==== AVAILABLE DATA

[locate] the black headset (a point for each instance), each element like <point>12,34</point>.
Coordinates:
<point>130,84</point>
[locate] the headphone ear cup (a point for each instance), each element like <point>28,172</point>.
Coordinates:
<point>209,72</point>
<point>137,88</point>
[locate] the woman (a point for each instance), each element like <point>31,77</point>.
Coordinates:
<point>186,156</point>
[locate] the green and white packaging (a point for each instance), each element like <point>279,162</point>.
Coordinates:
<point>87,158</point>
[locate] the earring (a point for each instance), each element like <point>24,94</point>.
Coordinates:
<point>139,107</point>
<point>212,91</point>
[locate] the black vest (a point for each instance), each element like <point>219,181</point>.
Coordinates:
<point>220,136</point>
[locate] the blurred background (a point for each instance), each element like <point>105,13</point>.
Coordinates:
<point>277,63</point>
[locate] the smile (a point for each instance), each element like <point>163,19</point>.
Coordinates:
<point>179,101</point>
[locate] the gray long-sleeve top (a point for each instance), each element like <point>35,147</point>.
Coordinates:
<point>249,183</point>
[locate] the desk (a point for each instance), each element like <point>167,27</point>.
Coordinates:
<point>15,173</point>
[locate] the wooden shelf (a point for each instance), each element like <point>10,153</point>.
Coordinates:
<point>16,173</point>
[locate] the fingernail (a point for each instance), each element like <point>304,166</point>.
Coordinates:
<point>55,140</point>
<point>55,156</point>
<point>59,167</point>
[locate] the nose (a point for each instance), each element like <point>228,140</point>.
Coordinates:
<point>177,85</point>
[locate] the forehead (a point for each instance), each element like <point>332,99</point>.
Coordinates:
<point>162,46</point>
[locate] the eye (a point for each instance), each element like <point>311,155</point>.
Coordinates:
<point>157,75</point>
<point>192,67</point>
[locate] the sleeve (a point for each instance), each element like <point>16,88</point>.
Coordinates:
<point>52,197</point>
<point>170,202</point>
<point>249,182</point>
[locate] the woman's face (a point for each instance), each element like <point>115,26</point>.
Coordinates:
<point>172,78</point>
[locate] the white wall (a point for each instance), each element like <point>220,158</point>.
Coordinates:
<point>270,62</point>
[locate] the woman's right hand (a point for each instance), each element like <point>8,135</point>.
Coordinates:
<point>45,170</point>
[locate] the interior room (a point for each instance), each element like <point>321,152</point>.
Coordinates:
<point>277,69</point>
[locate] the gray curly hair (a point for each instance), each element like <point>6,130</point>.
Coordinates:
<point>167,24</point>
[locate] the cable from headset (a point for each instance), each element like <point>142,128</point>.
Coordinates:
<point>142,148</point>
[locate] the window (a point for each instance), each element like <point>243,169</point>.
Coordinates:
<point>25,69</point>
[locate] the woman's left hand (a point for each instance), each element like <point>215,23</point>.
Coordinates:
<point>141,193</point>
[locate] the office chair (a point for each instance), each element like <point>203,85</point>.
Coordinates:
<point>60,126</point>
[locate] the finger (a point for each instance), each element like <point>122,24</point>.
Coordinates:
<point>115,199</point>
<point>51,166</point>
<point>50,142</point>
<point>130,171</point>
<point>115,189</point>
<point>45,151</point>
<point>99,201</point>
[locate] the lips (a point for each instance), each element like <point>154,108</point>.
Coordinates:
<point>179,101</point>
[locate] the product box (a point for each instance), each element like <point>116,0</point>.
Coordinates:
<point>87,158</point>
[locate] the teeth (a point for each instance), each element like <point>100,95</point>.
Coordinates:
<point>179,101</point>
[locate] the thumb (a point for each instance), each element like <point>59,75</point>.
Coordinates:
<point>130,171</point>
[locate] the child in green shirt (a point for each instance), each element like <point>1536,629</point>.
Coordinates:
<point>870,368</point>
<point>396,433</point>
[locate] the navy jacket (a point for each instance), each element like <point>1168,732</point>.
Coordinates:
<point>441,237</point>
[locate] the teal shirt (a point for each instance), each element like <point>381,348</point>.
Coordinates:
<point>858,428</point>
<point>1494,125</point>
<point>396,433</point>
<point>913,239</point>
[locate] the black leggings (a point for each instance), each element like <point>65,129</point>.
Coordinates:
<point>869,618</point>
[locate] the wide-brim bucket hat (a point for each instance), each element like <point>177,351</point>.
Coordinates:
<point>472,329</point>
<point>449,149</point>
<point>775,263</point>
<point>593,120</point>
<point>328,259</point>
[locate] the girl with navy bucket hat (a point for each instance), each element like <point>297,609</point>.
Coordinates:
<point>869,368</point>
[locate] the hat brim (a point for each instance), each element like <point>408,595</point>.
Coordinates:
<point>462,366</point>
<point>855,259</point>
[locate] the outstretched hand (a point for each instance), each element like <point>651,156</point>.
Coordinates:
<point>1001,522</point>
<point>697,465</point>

========

WHAT IS NEEDED → Lay out the lines of the records above as a Markdown table with the columns Row and Line. Begin with the line containing "[locate] the teeth" and continue through the line containing "<point>869,368</point>", including both of those lines and omitting any blank ones.

OUTPUT OF THE EXERCISE →
| Row | Line |
|---|---|
| 1 | [locate] the teeth (a point for each instance), each element like <point>100,95</point>. |
| 2 | Coordinates: |
| 3 | <point>179,101</point> |
| 4 | [locate] the thumb (a point for each instance), each element like <point>59,75</point>. |
| 5 | Coordinates: |
| 6 | <point>130,171</point> |
| 7 | [locate] the child in green shirt (a point for each instance), each element like <point>1536,629</point>. |
| 8 | Coordinates: |
| 9 | <point>870,368</point> |
| 10 | <point>396,433</point> |
| 11 | [locate] the navy jacket (a point for each instance), each element like <point>1168,732</point>. |
| 12 | Coordinates: |
| 13 | <point>441,237</point> |
| 14 | [locate] the teal shirt (a point for each instance), each element like <point>381,348</point>. |
| 15 | Coordinates: |
| 16 | <point>858,428</point> |
| 17 | <point>1494,125</point> |
| 18 | <point>396,433</point> |
| 19 | <point>913,239</point> |
| 20 | [locate] the black leggings (a point for each instance), each element like <point>65,129</point>. |
| 21 | Coordinates: |
| 22 | <point>869,618</point> |
| 23 | [locate] the wide-brim bucket hat (a point for each instance), each element like <point>177,351</point>. |
| 24 | Coordinates: |
| 25 | <point>472,329</point> |
| 26 | <point>449,149</point> |
| 27 | <point>775,263</point> |
| 28 | <point>593,120</point> |
| 29 | <point>328,259</point> |
| 30 | [locate] the girl with navy bucket hat (a point for each instance), each element like <point>297,609</point>. |
| 31 | Coordinates: |
| 32 | <point>869,368</point> |